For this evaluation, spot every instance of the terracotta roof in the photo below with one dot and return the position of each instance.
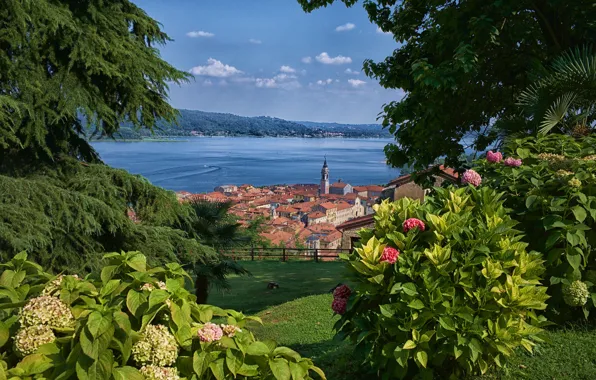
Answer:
(343, 206)
(447, 173)
(340, 185)
(316, 215)
(356, 223)
(328, 205)
(374, 188)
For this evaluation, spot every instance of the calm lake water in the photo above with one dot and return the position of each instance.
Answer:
(201, 164)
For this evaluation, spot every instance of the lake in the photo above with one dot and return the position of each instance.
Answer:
(200, 164)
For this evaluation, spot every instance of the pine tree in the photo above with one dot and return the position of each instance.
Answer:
(68, 67)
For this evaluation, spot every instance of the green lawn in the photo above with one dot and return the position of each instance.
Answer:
(296, 279)
(294, 317)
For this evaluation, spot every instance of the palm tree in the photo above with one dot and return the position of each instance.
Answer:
(564, 96)
(214, 226)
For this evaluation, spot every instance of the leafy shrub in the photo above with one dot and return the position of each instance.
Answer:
(553, 196)
(127, 322)
(460, 295)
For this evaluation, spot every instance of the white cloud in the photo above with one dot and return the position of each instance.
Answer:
(380, 31)
(327, 60)
(356, 83)
(283, 81)
(287, 69)
(200, 33)
(345, 27)
(324, 82)
(215, 68)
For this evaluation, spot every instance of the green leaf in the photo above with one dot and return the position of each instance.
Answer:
(200, 362)
(258, 349)
(127, 373)
(138, 262)
(410, 289)
(422, 357)
(217, 368)
(280, 369)
(107, 273)
(4, 334)
(416, 304)
(98, 323)
(157, 297)
(134, 300)
(447, 323)
(580, 213)
(297, 372)
(35, 364)
(574, 260)
(234, 360)
(530, 201)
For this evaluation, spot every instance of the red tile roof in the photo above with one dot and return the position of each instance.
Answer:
(356, 223)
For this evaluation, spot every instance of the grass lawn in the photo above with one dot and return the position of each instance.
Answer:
(295, 278)
(294, 317)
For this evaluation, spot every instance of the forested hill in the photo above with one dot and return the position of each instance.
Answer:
(199, 123)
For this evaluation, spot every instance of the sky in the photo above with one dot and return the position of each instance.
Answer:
(270, 58)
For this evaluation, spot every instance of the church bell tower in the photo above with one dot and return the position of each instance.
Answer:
(324, 189)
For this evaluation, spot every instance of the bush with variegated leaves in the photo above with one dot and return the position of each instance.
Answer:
(129, 322)
(444, 288)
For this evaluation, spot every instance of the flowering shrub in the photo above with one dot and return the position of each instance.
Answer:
(553, 196)
(129, 322)
(472, 178)
(460, 297)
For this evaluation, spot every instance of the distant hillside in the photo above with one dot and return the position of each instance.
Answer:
(374, 129)
(199, 123)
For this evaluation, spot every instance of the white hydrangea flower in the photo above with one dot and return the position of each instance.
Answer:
(48, 311)
(29, 339)
(152, 372)
(157, 347)
(576, 294)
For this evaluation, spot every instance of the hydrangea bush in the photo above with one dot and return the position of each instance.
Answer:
(128, 322)
(552, 193)
(454, 296)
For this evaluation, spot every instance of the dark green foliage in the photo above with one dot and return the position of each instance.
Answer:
(61, 59)
(66, 217)
(462, 65)
(553, 197)
(224, 124)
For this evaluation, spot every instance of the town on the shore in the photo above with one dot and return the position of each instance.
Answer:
(312, 216)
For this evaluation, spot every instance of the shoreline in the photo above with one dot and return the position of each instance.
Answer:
(190, 138)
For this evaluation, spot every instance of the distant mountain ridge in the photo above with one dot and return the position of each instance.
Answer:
(200, 123)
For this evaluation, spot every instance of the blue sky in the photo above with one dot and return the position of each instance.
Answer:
(268, 57)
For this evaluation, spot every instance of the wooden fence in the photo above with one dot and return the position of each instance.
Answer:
(285, 254)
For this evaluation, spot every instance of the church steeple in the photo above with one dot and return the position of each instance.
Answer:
(324, 188)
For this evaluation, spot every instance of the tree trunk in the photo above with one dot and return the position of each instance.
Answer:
(202, 289)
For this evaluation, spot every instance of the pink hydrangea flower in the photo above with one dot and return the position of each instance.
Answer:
(471, 177)
(210, 332)
(339, 305)
(510, 161)
(413, 223)
(494, 156)
(342, 291)
(389, 255)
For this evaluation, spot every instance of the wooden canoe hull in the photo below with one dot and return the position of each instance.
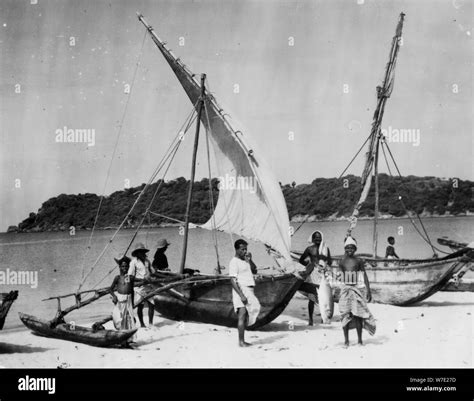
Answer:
(79, 334)
(211, 302)
(6, 301)
(405, 282)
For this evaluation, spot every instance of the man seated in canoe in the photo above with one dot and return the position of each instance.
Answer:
(140, 270)
(352, 305)
(246, 305)
(316, 256)
(390, 251)
(122, 296)
(160, 261)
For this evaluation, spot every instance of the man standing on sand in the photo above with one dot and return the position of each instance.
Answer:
(352, 305)
(122, 297)
(160, 261)
(246, 305)
(319, 257)
(140, 271)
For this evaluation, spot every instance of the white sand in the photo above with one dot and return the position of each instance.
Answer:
(436, 333)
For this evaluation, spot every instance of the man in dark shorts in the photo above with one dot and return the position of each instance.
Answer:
(352, 304)
(319, 257)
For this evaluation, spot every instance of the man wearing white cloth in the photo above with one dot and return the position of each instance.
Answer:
(246, 305)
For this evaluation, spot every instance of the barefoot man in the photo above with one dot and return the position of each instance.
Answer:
(122, 296)
(246, 305)
(352, 305)
(140, 270)
(319, 257)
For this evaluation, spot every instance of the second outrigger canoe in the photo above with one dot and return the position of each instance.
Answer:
(405, 282)
(69, 332)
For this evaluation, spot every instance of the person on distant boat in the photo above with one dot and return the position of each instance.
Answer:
(160, 261)
(122, 297)
(352, 305)
(246, 305)
(390, 252)
(140, 270)
(319, 258)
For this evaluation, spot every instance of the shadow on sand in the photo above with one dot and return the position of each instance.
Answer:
(20, 349)
(444, 303)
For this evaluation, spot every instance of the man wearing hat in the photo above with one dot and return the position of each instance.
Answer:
(160, 261)
(352, 304)
(140, 270)
(122, 296)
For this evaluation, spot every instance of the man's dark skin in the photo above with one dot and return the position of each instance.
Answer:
(311, 252)
(242, 254)
(122, 283)
(141, 255)
(390, 249)
(352, 264)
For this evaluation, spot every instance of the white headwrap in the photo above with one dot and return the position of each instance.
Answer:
(323, 249)
(350, 241)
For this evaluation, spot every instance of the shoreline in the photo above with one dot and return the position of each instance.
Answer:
(434, 333)
(294, 219)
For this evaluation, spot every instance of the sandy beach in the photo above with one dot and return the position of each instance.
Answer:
(436, 333)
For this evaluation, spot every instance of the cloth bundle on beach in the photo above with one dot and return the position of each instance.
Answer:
(122, 315)
(253, 305)
(352, 303)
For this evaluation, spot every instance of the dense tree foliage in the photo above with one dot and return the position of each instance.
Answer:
(323, 198)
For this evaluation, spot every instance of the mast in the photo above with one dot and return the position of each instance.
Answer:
(383, 93)
(193, 172)
(376, 185)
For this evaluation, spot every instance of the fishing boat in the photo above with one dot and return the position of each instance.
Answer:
(6, 301)
(258, 213)
(79, 334)
(398, 281)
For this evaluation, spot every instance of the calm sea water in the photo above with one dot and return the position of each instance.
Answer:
(58, 257)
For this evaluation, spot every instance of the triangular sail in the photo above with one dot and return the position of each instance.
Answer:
(250, 201)
(383, 93)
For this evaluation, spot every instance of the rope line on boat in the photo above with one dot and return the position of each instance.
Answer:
(357, 154)
(427, 238)
(119, 133)
(176, 141)
(171, 155)
(211, 196)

> _Work to do_:
Repeat the material above verbatim, with no pictures in the output.

> _Expected answer_:
For this evaluation, spot every instance of the terracotta roof in the photo below with one dot and return the position of each instance.
Answer:
(343, 206)
(447, 173)
(340, 185)
(316, 215)
(356, 223)
(328, 205)
(374, 188)
For this evaluation, spot every instance of the calm lake water in the photo above with one dot and return the position of each instance.
Answer:
(201, 164)
For this evaluation, spot every instance of the lake in the photo above with one dot and return the position of each instance.
Answer:
(200, 164)
For this evaluation, spot every instance of the pine tree in the photo above with one dot and return the position of each instance.
Answer:
(68, 67)
For this evaluation, spot every instance of the green lawn in the photo above with one dot and return the position of each instance.
Answer:
(296, 279)
(294, 317)
For this evaluation, spot every instance of the palm tree in the photo above with one dot and return the position of each instance.
Answer:
(564, 96)
(214, 226)
For this evaluation, spot every instance of the leafy shrub in the photo above with one dot and return the position of each instance.
Answer:
(553, 196)
(127, 322)
(460, 295)
For this evaluation, spot every instance of the white cloud in the photo above with one dot and return the position of each instance.
Answer:
(380, 31)
(327, 60)
(356, 83)
(283, 81)
(287, 69)
(200, 33)
(345, 27)
(324, 82)
(215, 68)
For this evaluation, spot every instance of the green leaf in the photo above with one dot and return the position of each instance.
Answer:
(200, 362)
(258, 349)
(127, 373)
(138, 262)
(410, 289)
(422, 357)
(217, 368)
(280, 369)
(107, 273)
(4, 334)
(416, 304)
(98, 323)
(157, 297)
(134, 300)
(447, 323)
(580, 213)
(297, 372)
(35, 364)
(574, 260)
(234, 360)
(530, 201)
For this evaluation, spot every instance of the red tile roof in the photo above with one dot and return the position of each instance.
Answer:
(356, 223)
For this evaluation, spot every instance of the grass lawn in the photo above with one dot and return the position of each instance.
Answer:
(295, 278)
(294, 317)
For this evaluation, spot every instance of the forested hill in the photo above with one dot and return the position of each instance.
Answer:
(199, 123)
For this evaluation, spot every instance of the sky in the photo above with one dot and return the position of each instance.
Answer:
(270, 58)
For this evaluation, spot every instance of the church bell tower in the photo above with one dot and return the position of each instance.
Answer:
(324, 189)
For this evaluation, spot every instance of the bush with variegated leaves in the photo above with one dot and return the position of each instance.
Answer:
(129, 322)
(444, 288)
For this evaluation, spot every instance of the flowering shrub in the photo above with one dot and return the position of each instance.
Answer:
(553, 196)
(129, 322)
(472, 178)
(460, 297)
For this evaluation, spot every instance of the distant hillside in the photo above with one dot and return the position of each instance.
Answer:
(374, 129)
(199, 123)
For this evaluation, spot every instance of the white hydrangea flower in the photo above with one dot and return the position of each instance.
Answer:
(48, 311)
(29, 339)
(152, 372)
(157, 347)
(576, 294)
For this evaluation, spot every instance of the hydrangea bush in the photo above with one dot and return the position of each instance.
Answer:
(128, 322)
(552, 193)
(454, 296)
For this evaluation, spot every instance of the dark green foliage in the photo above with one dot and return the position of each instance.
Answer:
(61, 59)
(66, 217)
(462, 65)
(553, 197)
(224, 124)
For this evaluation, spot every instance of the town on the shore in the photo above with one dot and return the position of each instance.
Answer:
(312, 216)
For this evaluation, spot every instance of the shoreline in the photo above with one dot and return the position of each instance.
Answer:
(190, 138)
For this evaluation, spot every instance of the distant mountain ridge in the photo above with one dot and return the position of each instance.
Answer:
(200, 123)
For this evaluation, spot every instance of the blue sky in the photo above with one dot and return the position of each instance.
Answer:
(268, 57)
For this evaluation, spot every instance of the wooden fence in the photo above with one dot and return the position of each instance.
Answer:
(285, 254)
For this evaluation, spot every instance of the church steeple in the photo above with one dot and return the position of each instance.
Answer:
(324, 188)
For this evaluation, spot every instance of the tree trunk in the photo above with one dot and return the position of each instance.
Answer:
(202, 289)
For this evaluation, spot every instance of the pink hydrangea flower in the photo above with one dot and return the position of each instance.
Answer:
(471, 177)
(210, 332)
(339, 305)
(510, 161)
(413, 223)
(494, 156)
(342, 291)
(389, 255)
For this evaluation, spot every instance of the wooden canoe hull in the photo below with one dot and return the position of each instance.
Answer:
(79, 334)
(211, 302)
(6, 301)
(405, 282)
For this evaluation, spot every instance of the man seated in canoe in the photo above with one dot and return the position of each instance.
Answer:
(140, 270)
(352, 305)
(246, 305)
(316, 256)
(390, 251)
(122, 296)
(160, 261)
For this evaluation, spot every instance of the man standing on sand in the photo above with one dot and return the position of each instance.
Answer:
(352, 305)
(122, 297)
(160, 261)
(246, 305)
(319, 257)
(140, 271)
For this evaluation, spot every instance of the white sand in the photo above with one dot and return the position of each instance.
Answer:
(436, 333)
For this evaluation, spot every instance of the man in dark shorts in the photo above with one dot and return the position of each instance.
Answer:
(352, 304)
(319, 257)
For this evaluation, spot every instance of the man wearing white cloth in the photo above with one dot and return the position of each instance.
Answer:
(246, 305)
For this evaluation, spot every instance of the barefoot man in the photo above with one dot and return the position of each instance.
Answer:
(122, 296)
(246, 305)
(352, 305)
(140, 270)
(319, 257)
For this evaluation, spot every instance of the second outrigger canoe in the photo above with one dot and return the position of each instance.
Answer:
(405, 282)
(69, 332)
For this evaluation, spot every instance of the person on distant boat in the photo above with one dot and return the position of each instance.
Answer:
(160, 261)
(122, 297)
(352, 305)
(246, 305)
(390, 252)
(140, 270)
(319, 258)
For this evaluation, spot every instance of the shadow on sand in the photo above with one dot and return the position of each instance.
Answer:
(20, 349)
(444, 303)
For this evaluation, spot every instance of the man wearing hat in the photo above with one dot and return the position of each instance.
Answer:
(160, 261)
(352, 304)
(140, 270)
(122, 296)
For this evaluation, spot every instance of the man's dark skin in the photo above with one dot and return the position of each instance.
Answer:
(311, 252)
(242, 254)
(122, 283)
(141, 255)
(390, 249)
(352, 264)
For this evaluation, spot every instance of the white headwrap in the photo above with one dot and return the position of each instance.
Answer:
(323, 249)
(350, 241)
For this evaluation, spot every instance of the shoreline in the photo above with one dot and return the position of each instance.
Answer:
(434, 333)
(294, 219)
For this evaluation, spot every instance of the sandy beach in the photo above with one dot and return the position of each instance.
Answer:
(436, 333)
For this evaluation, spot every instance of the cloth bundle on beach in the photo above with one dot and return the position of each instance.
Answer:
(122, 315)
(253, 305)
(352, 303)
For this evaluation, spot every instance of the dense tree foliage in the photo above with one dot and return the position of each instance.
Answer:
(323, 198)
For this evaluation, spot every instance of the mast in the photo above with one dot and return the position of each instance.
Answer:
(383, 93)
(193, 172)
(376, 185)
For this evaluation, spot every instance of the fishing boat in the photo above with one dot and return the position of each instance.
Answer:
(6, 301)
(258, 213)
(79, 334)
(398, 281)
For this evaluation, spot every instance of the calm sea water in the photo above with one dot and return the position of each instance.
Answer:
(58, 257)
For this evaluation, spot every instance of the triangular sail in the photo above with one dot and return the position of each instance.
Answer:
(250, 201)
(383, 93)
For this evaluation, spot every instance of the rope line on boat in the photo above with one dot and return the position of each instance.
Answer:
(357, 154)
(427, 238)
(119, 133)
(176, 141)
(171, 155)
(211, 196)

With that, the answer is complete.